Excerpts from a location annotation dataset
━━━
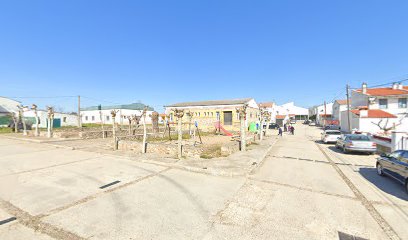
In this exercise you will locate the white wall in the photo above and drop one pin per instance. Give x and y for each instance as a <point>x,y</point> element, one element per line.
<point>66,119</point>
<point>358,99</point>
<point>94,116</point>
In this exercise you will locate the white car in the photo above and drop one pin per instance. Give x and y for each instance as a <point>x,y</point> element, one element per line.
<point>330,136</point>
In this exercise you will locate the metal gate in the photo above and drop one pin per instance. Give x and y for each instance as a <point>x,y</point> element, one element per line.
<point>228,118</point>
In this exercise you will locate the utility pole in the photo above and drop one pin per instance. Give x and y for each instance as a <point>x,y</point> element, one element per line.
<point>348,107</point>
<point>79,112</point>
<point>144,146</point>
<point>261,119</point>
<point>242,116</point>
<point>325,115</point>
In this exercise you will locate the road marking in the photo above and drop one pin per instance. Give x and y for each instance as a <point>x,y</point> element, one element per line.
<point>7,220</point>
<point>302,188</point>
<point>36,224</point>
<point>51,166</point>
<point>94,196</point>
<point>325,162</point>
<point>109,184</point>
<point>367,204</point>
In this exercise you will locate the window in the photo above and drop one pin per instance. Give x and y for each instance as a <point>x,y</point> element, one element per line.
<point>383,103</point>
<point>402,102</point>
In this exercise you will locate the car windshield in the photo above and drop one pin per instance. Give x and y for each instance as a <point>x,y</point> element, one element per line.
<point>333,133</point>
<point>359,138</point>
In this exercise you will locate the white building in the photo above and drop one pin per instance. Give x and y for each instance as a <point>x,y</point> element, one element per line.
━━━
_TASK DESCRIPTION_
Format the rows above as a numbered list, dropping any blank lines, and leave the pictures out of your answer.

_EXERCISE RESULT_
1. In this exercise you will locate the white wall in the photo above and drop one pin per instance. Give x and y for each instance as a <point>x,y</point> element, one element per line.
2. <point>66,119</point>
3. <point>358,99</point>
4. <point>94,116</point>
5. In this exercise you will locate the white car in the photo above and drop one pin per instance. Give x and y for each instance as a <point>x,y</point> element, one element per line.
6. <point>330,136</point>
7. In this exercise you will locate the metal gate in the photo above and drop one pin per instance. Give x and y for each instance as a <point>x,y</point> element, one element per line.
8. <point>228,118</point>
9. In this exercise you will locate the utility pole in the photo above and drop one pin per instance. Give x and y for each instance as a <point>x,y</point> element, one element per line.
10. <point>348,107</point>
11. <point>79,112</point>
12. <point>144,146</point>
13. <point>261,119</point>
14. <point>242,116</point>
15. <point>325,115</point>
16. In this exercise you will locate the road marking in the photo above and drop one pin per instance. Give x and y for each instance as a <point>x,y</point> element, one element per line.
17. <point>7,220</point>
18. <point>302,188</point>
19. <point>36,224</point>
20. <point>51,166</point>
21. <point>94,196</point>
22. <point>325,162</point>
23. <point>109,184</point>
24. <point>367,204</point>
25. In this exercise you will locate the window in the photo above and drop one pin per instance. Give x and y for each instance as a <point>x,y</point> element, one element per line.
26. <point>383,103</point>
27. <point>402,102</point>
28. In this exercise you will locate the car windshield in the photo above and drop one pin per instance. Give x and y for each instance as a <point>x,y</point> element, one element per line.
29. <point>333,133</point>
30. <point>359,138</point>
31. In this exercise you will locate the white building in the photo above and drop one pin per instance. Give x and y for each instance as a <point>x,y</point> element, one element per line.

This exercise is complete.